Top of PROVIDED TEXT
*Invited* On the Life Fatigue of Superelastic Nitinol
*Invited* On the Life Fatigue of Superelastic Nitinol
Thursday, May 23, 2013: 10:30
Congress Hall 1 (OREA Pryamida Hotel)
Lifetime prediction of medical components that are subjected to cyclic mechanical motion is critical for the design and optimization of all devices manufactured from Nitinol. Medical devices, many of which are permanently implanted and experience millions to billions of in vivo cycles, dominate the current Nitinol market. The safety and durability of these devices may be measured by their resistance to fatigue. Descriptions of mechanical fatigue on a microscopic, and even macroscopic, level for these Nitinol based medical devices are complicated and remain incomplete. In particular, an accurate description of the fatigue properties under different loading conditions is still uncertain due to the path dependence of the phase transformation. The source of the complications is due to the uncertain role of the transformation under cyclically varying deformations and the complexity of the various phases in Nitinol. First, we will review the fatigue behavior of Nitinol under several loading modes, e.g., tension, bending, torsion, for “standard” specimen geometries. We will then focus on the effects of pre-straining, transformation and testing temperatures, as well as phase composition on the total life fatigue of superelastic Nitinol under a simple tension-tension loading condition. Finally, the effect of inclusions (size, distribution, composition, area fraction) on Nitinol materials processed with standard VAR, standard VIM-VAR, and high purity VAR methods will be addressed in both wire form and newly designed diamond-shaped subcomponents cut from tubing. This presentation will demonstrate the path dependency and energy-related fatigue behavior of Nitinol, and offer tools for optimization and tailoring of Nitinol components for fatigue applications.
Bottom of PROVIDED TEXT
WHAT YOU WILL DO
A – In the Nitinol fatigue abstract, what currently dominates the Nitinol market?
B – List every property of inclusions that the Nitinol fatigue abstract names in parentheses.
Top of PROVIDED INFORMATION
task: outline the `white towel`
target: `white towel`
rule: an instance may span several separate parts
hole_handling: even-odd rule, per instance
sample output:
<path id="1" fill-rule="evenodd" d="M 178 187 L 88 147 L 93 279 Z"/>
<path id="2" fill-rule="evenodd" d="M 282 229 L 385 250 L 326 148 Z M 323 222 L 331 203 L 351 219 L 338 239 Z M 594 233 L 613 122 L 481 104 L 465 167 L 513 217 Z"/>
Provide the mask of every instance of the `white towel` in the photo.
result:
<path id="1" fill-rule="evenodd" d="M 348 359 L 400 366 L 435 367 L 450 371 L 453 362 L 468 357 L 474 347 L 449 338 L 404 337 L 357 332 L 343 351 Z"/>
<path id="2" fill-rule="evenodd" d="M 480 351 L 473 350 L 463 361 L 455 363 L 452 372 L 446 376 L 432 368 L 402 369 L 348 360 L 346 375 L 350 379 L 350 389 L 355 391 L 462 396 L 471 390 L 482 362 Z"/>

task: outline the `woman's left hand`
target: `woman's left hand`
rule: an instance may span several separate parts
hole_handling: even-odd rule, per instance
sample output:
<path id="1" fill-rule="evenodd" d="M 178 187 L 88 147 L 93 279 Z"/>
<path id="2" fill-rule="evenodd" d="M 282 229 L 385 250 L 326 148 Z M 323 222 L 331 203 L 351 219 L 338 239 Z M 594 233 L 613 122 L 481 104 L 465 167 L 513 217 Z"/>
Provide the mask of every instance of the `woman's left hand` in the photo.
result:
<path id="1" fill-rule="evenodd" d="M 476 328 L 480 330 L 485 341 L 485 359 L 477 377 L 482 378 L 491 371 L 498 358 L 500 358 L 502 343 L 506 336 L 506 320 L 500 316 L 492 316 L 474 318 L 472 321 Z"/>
Bottom of PROVIDED INFORMATION
RESPONSES FOR EACH TASK
A – Medical devices

B – Size, distribution, composition, area fraction